In this illustration, nodes pass messages to their neighbors, which are then aggregated and used to update the node's own state. This process is repeated over multiple iterations, allowing each node to gather information from progressively more distant neighbors.


### 2.6 Implementing Message Passing in Python
Let’s implement a simple message passing step using Python and the networkx library.

In [None]:
import networkx as nx
import numpy as np

# Create a graph
G = nx.Graph()
G.add_edges_from([(1, 2), (1, 3), (2, 3), (3, 4)])

# Initialize node features (for simplicity, we use integers)
node_features = {1: 1, 2: 2, 3: 3, 4: 4}

# Message function:
def message_function(u, v):
    ### Define message function here
    return 

# Aggregation function: sum of messages
def aggregation_function(neighbors):
    ### Define aggregation function here
    return

# Update function: 
def update_function(node, aggregated_message):
    ### Define update function here
    return


# Perform message passing for each node
new_node_features = {}
for node in G.nodes():
    # Get messages from neighbors
    messages = [message_function(neighbor, node) for neighbor in G.neighbors(node)]
    
    # Aggregate messages
    aggregated_message = aggregation_function(messages)
    
    # Update node feature (simple addition in this case)
    new_node_features[node] = update_function(node, aggregated_message)

print("Updated node features after message passing:")
print(new_node_features)


## 3. Graph Isomorphism and Weisfeiler-Lehman Test

### 3.1 Graph Isomorphism Problem

**Graph isomorphism** refers to the problem of determining whether two graphs are structurally identical. Two graphs are isomorphic if there exists a one-to-one correspondence between their nodes and edges such that adjacency is preserved.

..........

What is required — Quote the message-passing tutorial word for word from "### 2.6 Implementing" to "G = nx.Graph()".

Material —

..........

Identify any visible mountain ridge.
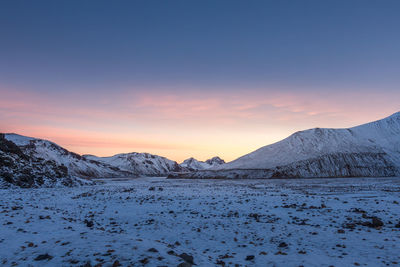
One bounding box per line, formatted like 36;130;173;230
177;112;400;178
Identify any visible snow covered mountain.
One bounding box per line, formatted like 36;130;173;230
180;112;400;178
83;152;181;176
179;157;225;171
0;134;82;188
5;134;180;178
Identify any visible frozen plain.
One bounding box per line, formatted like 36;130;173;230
0;178;400;266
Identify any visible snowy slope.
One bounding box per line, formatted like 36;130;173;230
0;134;81;188
182;112;400;178
5;134;133;178
83;152;181;176
5;134;181;178
179;157;225;171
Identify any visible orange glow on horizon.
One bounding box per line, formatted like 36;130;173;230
0;87;399;162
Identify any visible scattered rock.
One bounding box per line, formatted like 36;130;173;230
179;253;194;264
35;253;53;261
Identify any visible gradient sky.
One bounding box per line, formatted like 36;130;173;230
0;0;400;161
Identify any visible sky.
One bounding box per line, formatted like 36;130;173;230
0;0;400;162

..........

Exercise result —
### 2.6 Implementing Message Passing in Python
Let’s implement a simple message passing step using Python and the networkx library.

In [None]:
import networkx as nx
import numpy as np

# Create a graph
G = nx.Graph()